— Start DATASET ROWS —

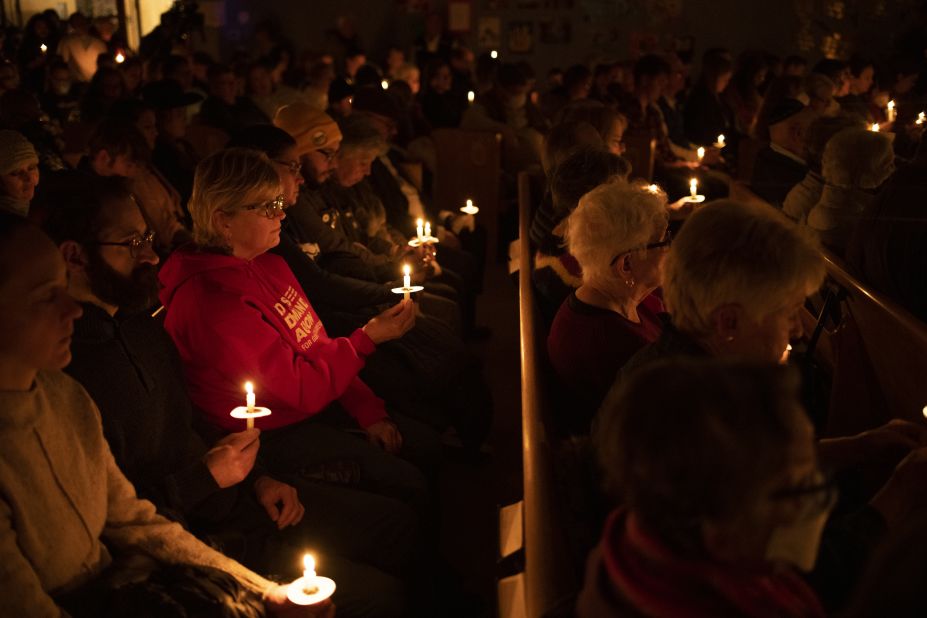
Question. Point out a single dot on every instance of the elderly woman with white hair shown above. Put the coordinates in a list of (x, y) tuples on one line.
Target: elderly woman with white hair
[(856, 163), (618, 234)]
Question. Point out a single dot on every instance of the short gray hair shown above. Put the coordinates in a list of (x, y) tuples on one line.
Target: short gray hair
[(610, 220), (738, 253)]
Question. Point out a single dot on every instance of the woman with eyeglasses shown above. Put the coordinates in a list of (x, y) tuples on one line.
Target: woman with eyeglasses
[(618, 235), (722, 498), (237, 314)]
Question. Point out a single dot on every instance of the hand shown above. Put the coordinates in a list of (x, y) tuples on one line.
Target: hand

— End DATASET ROWS —

_GOAL:_
Give back all the material above line for line, unchanged, but leave out the pictures.

_THE OUTPUT:_
Question. Point out a single dot on every instance of the elderly woman with white hair shown above. Put the coordinates in a list of (x, y) tuples on one line.
Target: elderly woman with white hair
[(856, 163), (618, 234)]
Question. Point out a single dot on every instance of the short gray hair shown above. Put the coordinates in a list of (x, y) tuples on one line.
Target: short gray hair
[(610, 220), (738, 253)]
Question. Point out a single dot on every instance of the woman with eyeglasses shown above. Put the coordinates in a list of (x, y) tuples on one line.
Target: woman with eyeglasses
[(618, 235), (722, 498), (237, 314)]
Question. Point out a single dot on every instance of the hand shown above. Put the coordinates in a list of (x, y) tuples on one line.
Target: hand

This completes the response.